#### [PASSAGE]
* START *

# How to make your beard softer?



## solidcecil

I'm currently growing a beard, but my facial hair is very wiry and a bit itchy.

Is there anything you can use to soften the hair, I've tried using shampoo and conditioner.


----------



## Smoog

Have you tried using beard specific shampoo/conditioner? I used some on mine once and was a nightmare for being wirey. Used some and was a dream to stroke. Awesome for styling it too.


----------



## Mingster

The longer your beard gets the softer it will become. Grow a proper Gandalf beard and you'll be laughing Short beards are always wiry unless you have naturally wispy facial hair.


----------



## Queenie

solidcecil said:


> I'm currently growing a beard, but my facial hair is very wiry and a bit itchy.
> 
> Is there anything you can use to soften the hair, I've tried using shampoo and conditioner.


Cecil - I'm in charge of the other half's beard and I can tell u now there is such a thing as beard oil... that might be what you're looking for.

Also may I recommend a Kent beard comb


----------



## tommyc2k7

Have you tried just using normal conditioner?


----------



## funkdocta

solidcecil said:


> I'm currently growing a beard, but my facial hair is very wiry and a bit itchy.
> 
> Is there anything you can use to soften the hair, I've tried using shampoo and conditioner.


Head & Shoulders mate! Stops any itching too! I haven't clean shaven for over 3 years now


----------



## spod

Pics or no chin pubes! :whistling:


----------



## Beans

@solidcecil - This is what I use http://thebeardedbastard.com , The Woodsman oil is spot on.

www.royoilclub.bigcartel.com , There stuff is supposed to be good too, I've not used it tho.


----------



## solidcecil

RXQueenie said:


> Cecil - I'm in charge of the other half's beard and I can tell u now there is such a thing as beard oil... that might be what you're looking for.

* END *

#### [PROMPT 1]
Rewrite the stretch of rows from the line containing "# test: point on every instance of the orange" through the end of the rows, changing "orange robe" to "saffron robe" and keeping everything else the same. Return only those lines.

#### [INFORMATION PROVIDED]
* START *

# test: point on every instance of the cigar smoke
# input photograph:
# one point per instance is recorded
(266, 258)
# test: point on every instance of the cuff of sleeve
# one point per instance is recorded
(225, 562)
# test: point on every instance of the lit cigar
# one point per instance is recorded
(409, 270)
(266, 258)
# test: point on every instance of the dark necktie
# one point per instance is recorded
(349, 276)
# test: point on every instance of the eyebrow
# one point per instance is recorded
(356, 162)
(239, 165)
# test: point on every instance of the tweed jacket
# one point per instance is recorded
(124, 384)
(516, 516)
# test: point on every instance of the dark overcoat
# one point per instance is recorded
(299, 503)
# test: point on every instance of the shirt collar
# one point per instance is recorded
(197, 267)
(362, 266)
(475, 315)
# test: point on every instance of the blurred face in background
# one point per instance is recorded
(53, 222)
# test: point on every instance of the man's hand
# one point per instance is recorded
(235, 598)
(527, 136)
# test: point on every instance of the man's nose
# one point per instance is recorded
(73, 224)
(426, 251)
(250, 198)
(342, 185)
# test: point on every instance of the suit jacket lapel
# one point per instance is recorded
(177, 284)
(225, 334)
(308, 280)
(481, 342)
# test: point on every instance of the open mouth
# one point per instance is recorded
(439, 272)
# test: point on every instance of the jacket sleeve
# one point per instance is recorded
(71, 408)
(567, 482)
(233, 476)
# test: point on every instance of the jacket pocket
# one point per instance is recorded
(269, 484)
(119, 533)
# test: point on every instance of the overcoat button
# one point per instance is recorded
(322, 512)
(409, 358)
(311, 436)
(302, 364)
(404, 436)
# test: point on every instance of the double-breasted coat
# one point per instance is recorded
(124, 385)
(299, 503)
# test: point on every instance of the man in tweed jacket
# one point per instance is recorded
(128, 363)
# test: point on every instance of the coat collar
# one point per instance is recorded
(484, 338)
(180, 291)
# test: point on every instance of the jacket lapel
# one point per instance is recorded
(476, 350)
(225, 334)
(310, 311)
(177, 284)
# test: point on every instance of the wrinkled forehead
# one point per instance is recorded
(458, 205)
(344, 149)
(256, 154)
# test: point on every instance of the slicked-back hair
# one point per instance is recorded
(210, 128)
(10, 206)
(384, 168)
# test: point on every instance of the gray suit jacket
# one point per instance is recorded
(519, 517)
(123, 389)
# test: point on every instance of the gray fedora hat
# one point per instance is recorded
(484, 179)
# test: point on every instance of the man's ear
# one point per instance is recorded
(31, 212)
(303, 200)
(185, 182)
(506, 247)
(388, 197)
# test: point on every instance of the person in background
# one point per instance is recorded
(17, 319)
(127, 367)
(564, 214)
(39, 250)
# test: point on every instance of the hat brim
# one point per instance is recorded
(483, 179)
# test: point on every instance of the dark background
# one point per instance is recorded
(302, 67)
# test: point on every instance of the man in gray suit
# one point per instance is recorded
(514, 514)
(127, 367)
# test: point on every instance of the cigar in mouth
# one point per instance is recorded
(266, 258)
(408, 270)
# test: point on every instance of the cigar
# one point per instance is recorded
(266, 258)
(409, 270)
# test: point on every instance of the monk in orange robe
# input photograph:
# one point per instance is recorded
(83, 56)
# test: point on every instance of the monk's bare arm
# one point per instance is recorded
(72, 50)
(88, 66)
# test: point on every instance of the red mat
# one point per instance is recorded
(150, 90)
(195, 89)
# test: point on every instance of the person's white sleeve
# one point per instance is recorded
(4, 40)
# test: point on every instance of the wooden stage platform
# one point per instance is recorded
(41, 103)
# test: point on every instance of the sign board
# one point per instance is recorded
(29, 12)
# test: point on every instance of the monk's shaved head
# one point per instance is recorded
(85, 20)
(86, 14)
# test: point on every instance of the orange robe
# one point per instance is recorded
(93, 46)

* END *

#### [PROMPT 2]
In the thread on beard softening, what brand of beard comb does Queenie recommend?

#### [TASK SOLUTION 1]
# test: point on every instance of the saffron robe
# one point per instance is recorded
(93, 46)

#### [TASK SOLUTION 2]
Kent